Task item
Your answer must be the full set of entries, repeated exactly.

Input data

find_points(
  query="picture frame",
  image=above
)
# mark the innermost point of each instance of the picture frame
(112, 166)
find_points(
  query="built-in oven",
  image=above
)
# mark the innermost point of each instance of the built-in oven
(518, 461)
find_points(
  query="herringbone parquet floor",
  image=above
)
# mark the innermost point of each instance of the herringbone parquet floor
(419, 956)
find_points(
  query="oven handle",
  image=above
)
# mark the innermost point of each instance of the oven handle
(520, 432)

Answer to this task
find_points(
  query="picture frame",
  image=above
)
# mark the innermost point of each instance of the picture frame
(112, 166)
find_points(
  query="built-in oven",
  image=above
)
# mark the innermost point of each instance of the built-in oven
(518, 461)
find_points(
  query="herringbone parquet floor",
  image=above
)
# mark the innermost point of each instance of the herringbone parquet floor
(419, 956)
find_points(
  query="oven handle",
  image=above
)
# mark the innermost point of each instance of the oven handle
(520, 432)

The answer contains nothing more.